:: Problem details ::
Switch "bird's body" to "bird's torso" throughout the records below and change nothing else. Omit the pictures from your version.

:: Object pointing dataset rows ::

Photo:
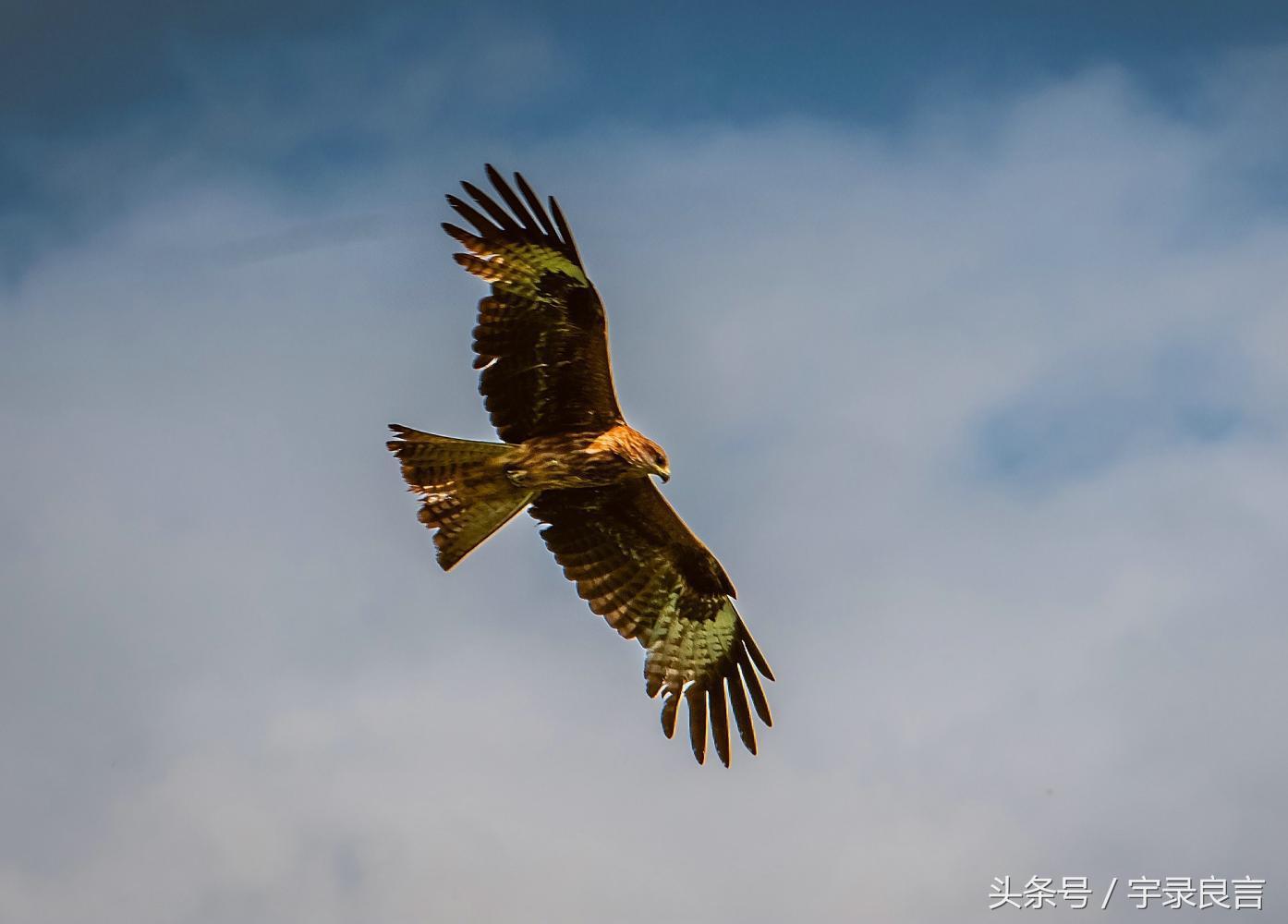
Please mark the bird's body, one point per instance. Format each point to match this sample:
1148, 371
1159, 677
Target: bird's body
569, 456
588, 459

:: The result ::
Photo:
Please mark the bird's torso, one point per instance. Format each point to match this sample:
1148, 371
1159, 677
Target: bird's torso
569, 456
588, 459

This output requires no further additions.